## TEXTO PROPORCIONADO
.....

Viajes posCuarentena / Santa Fe / San Javier

Mucha Mesopotamia

Bendecida por uno de los afluentes a los que da vida el Paraná, el municipio convida acuarelas bien del noreste argentino. Pesca de nivel internacional, playas e historia, la de jesuitas y mocovíes

Escribe Pepo Garay

ESPECIAL PARA EL DIARIO

Tremendo el Paraná. Un Goliat cuyas aguas eternas desbordan y van a parar a ríos hijos, como el San Javier, que se hace de esa esencia y se la entrega toda al municipio al que bautiza. De tales modos, en el noreste de Santa Fe, San Javier surge como un municipio óptimo para aquellos que buscan verde, riachos, islas, pájaros, muchos peces y, fundamentalmente, postales muy de la Mesopotamia argentina.

.....

## DATOS DE ENTRADA

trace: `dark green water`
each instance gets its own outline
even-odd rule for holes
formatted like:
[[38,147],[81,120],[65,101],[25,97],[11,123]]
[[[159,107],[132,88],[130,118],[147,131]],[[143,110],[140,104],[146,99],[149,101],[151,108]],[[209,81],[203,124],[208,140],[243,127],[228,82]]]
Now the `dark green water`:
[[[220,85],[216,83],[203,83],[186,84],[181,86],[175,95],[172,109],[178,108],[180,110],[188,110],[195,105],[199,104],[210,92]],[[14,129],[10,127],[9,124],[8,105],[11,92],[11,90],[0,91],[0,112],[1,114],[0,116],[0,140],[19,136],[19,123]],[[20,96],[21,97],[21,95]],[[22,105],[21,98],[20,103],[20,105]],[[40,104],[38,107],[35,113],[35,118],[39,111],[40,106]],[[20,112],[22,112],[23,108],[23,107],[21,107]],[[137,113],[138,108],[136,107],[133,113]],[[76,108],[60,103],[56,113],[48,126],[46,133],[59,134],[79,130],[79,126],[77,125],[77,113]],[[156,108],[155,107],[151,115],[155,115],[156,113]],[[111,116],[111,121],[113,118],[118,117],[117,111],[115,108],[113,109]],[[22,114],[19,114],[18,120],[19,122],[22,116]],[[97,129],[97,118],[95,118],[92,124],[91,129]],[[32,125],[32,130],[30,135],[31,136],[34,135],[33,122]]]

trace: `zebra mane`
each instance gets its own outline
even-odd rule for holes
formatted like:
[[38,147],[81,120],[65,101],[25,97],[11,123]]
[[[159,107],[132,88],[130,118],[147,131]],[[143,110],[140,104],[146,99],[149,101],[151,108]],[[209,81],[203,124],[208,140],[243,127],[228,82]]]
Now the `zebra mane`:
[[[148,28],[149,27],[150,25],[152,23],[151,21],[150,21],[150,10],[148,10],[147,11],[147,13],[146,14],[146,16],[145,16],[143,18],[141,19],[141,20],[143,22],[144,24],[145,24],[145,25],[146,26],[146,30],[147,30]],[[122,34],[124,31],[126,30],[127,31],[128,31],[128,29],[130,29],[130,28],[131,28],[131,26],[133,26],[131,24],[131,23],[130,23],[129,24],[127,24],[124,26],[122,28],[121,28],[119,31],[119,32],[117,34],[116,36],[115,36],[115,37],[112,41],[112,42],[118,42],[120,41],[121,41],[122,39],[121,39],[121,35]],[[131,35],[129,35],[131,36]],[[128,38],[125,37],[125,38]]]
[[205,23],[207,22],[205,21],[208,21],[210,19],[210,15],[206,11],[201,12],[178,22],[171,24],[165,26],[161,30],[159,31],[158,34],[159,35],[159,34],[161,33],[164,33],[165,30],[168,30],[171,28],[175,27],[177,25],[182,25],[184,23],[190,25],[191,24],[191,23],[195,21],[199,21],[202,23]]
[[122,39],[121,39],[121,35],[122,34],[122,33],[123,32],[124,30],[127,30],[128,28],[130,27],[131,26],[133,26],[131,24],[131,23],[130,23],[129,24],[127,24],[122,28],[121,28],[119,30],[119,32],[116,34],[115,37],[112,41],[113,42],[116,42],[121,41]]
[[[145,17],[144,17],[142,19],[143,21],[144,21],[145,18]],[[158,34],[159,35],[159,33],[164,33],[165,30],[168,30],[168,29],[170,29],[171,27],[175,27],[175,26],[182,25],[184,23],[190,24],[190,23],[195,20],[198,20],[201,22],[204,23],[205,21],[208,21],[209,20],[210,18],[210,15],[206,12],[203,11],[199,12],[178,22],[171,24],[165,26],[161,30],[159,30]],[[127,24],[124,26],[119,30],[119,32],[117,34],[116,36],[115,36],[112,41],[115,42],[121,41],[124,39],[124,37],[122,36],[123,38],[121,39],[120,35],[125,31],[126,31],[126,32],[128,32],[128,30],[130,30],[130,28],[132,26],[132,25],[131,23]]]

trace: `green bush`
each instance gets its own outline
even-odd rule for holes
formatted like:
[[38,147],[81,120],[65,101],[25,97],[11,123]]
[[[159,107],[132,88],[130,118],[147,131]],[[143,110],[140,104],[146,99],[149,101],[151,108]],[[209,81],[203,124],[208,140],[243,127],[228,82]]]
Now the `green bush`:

.....

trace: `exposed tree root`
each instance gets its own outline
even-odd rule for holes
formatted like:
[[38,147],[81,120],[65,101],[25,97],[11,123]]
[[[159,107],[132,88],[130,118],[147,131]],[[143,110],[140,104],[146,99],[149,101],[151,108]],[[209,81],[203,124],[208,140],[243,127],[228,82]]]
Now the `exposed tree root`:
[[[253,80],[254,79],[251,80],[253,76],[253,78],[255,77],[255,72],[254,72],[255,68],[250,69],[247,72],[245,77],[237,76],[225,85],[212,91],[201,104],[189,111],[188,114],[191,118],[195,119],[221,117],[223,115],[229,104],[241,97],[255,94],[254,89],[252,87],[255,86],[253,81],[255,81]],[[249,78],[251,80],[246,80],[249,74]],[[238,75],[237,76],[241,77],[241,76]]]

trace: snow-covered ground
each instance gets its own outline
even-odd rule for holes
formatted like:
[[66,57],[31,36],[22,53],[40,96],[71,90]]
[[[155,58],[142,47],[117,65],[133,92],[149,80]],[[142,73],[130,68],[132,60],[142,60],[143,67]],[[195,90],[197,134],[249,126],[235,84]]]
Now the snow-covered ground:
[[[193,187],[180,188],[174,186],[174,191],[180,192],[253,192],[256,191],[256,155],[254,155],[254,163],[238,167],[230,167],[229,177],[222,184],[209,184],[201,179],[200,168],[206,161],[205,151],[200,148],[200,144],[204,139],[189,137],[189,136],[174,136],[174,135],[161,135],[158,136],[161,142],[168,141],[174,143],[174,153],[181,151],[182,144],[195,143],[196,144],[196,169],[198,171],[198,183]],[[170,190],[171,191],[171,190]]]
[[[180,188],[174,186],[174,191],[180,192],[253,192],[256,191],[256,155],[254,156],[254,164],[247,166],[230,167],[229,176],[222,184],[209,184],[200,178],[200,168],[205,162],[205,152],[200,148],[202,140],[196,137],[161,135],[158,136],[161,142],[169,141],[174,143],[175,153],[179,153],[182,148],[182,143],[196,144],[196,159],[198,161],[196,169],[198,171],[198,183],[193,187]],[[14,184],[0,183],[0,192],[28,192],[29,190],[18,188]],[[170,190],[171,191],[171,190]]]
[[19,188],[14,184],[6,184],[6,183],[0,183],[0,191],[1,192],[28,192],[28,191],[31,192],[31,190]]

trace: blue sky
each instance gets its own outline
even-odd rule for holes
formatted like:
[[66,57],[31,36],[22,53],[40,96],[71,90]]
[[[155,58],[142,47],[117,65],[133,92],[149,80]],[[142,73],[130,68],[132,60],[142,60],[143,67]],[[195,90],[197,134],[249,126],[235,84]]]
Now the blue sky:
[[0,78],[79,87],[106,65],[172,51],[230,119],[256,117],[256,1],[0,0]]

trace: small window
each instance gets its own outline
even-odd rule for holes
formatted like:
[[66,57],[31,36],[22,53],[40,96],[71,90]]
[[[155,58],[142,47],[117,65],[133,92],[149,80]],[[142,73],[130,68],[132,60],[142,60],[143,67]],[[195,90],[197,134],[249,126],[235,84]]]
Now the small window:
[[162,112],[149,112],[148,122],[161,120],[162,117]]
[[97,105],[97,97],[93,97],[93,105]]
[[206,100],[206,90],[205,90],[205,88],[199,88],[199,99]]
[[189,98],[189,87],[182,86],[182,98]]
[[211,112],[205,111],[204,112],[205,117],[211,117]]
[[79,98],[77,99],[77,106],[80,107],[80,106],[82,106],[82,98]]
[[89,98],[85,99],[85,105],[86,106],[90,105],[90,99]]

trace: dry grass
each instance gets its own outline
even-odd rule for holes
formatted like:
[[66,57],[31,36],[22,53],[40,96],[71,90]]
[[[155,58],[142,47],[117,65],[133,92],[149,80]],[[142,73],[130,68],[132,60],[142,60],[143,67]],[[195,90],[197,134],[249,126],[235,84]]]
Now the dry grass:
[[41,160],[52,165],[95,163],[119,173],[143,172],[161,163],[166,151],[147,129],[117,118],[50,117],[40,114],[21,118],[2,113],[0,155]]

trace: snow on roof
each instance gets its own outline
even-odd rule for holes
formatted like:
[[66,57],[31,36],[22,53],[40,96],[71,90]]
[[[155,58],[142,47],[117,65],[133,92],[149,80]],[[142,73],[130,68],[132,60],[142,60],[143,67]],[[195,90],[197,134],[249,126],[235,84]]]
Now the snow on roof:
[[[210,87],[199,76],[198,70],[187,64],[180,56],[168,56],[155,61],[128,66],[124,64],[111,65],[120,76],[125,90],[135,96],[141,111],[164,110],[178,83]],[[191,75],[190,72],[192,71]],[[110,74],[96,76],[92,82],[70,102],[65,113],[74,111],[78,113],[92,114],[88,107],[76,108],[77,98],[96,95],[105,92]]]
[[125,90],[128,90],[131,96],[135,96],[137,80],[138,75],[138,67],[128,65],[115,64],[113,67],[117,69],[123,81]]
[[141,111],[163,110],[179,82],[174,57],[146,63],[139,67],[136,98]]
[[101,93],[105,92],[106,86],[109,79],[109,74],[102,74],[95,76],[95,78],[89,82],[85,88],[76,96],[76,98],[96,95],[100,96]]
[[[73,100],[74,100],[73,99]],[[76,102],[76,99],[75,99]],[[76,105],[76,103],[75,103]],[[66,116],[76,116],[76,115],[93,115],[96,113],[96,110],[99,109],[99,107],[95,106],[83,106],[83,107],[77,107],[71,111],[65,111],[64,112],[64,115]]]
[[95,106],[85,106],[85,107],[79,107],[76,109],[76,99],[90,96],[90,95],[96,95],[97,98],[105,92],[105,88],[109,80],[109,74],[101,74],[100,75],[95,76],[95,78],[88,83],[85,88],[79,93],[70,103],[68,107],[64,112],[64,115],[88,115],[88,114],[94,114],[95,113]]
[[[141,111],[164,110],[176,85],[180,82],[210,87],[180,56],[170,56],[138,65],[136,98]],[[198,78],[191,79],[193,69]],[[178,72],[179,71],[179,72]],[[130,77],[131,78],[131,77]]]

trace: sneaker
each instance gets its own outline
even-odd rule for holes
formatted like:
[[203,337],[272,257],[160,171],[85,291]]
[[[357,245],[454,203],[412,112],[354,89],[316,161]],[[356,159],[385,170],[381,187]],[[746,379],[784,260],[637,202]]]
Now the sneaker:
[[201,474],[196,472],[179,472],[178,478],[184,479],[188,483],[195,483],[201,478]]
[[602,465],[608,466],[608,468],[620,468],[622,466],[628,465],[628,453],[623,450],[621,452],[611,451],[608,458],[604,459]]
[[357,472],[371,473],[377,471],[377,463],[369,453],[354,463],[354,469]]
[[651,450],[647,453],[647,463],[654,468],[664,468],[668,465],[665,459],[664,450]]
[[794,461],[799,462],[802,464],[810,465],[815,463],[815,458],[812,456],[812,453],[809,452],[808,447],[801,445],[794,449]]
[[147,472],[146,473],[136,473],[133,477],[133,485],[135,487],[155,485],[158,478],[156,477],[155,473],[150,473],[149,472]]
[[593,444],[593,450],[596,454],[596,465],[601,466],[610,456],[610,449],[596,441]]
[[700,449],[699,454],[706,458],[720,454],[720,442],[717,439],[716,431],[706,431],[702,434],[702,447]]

.....

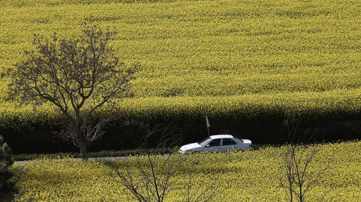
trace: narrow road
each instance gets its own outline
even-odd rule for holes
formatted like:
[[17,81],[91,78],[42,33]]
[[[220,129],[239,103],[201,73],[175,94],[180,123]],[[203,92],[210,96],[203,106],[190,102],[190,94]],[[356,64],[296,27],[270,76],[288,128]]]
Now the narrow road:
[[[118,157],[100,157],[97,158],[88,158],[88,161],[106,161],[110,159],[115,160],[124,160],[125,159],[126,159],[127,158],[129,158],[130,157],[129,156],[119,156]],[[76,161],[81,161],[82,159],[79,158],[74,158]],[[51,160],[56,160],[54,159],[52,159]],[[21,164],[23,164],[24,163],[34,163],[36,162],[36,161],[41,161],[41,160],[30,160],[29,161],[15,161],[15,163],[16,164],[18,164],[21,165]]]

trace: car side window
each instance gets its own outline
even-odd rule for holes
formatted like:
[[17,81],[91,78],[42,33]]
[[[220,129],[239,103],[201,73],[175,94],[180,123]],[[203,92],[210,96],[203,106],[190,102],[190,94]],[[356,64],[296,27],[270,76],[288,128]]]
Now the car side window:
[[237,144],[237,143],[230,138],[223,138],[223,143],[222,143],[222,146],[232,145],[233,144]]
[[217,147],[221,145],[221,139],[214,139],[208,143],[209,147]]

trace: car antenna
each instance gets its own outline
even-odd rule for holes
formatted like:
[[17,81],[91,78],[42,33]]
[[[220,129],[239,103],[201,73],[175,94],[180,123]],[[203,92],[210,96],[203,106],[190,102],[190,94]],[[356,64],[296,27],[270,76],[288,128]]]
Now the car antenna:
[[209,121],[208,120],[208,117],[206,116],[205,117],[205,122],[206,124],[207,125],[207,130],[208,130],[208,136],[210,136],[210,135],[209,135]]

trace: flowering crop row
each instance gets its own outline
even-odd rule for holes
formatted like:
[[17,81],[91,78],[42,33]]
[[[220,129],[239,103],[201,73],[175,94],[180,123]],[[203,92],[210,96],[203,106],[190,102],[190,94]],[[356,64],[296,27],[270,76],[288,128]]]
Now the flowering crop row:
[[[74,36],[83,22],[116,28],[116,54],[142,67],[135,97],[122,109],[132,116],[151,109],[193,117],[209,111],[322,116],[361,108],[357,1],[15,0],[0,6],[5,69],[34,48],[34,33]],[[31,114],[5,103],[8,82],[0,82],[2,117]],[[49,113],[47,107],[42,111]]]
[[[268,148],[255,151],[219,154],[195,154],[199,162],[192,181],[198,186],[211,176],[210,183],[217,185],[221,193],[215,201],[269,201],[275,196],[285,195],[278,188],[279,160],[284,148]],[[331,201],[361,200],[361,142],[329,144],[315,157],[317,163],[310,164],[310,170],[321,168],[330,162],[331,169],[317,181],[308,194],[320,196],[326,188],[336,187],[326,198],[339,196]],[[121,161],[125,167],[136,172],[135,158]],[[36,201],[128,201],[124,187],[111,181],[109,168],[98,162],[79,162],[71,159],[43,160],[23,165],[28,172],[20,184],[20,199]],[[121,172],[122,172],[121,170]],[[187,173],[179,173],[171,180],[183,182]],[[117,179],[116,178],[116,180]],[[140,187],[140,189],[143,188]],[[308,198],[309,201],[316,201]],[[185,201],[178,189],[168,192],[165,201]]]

.....

## TAREAS
1) Según el texto sobre San Javier, ¿en qué zona de Santa Fe se encuentra el municipio?
2) Reescribe el pasaje del texto sobre San Javier que va de "ESPECIAL PARA EL DIARIO" a "la Mesopotamia argentina.", poniendo "gigante" en lugar de "Goliat".

## RESULTADOS
1) En el noreste de Santa Fe.

2)
ESPECIAL PARA EL DIARIO

Tremendo el Paraná. Un gigante cuyas aguas eternas desbordan y van a parar a ríos hijos, como el San Javier, que se hace de esa esencia y se la entrega toda al municipio al que bautiza. De tales modos, en el noreste de Santa Fe, San Javier surge como un municipio óptimo para aquellos que buscan verde, riachos, islas, pájaros, muchos peces y, fundamentalmente, postales muy de la Mesopotamia argentina.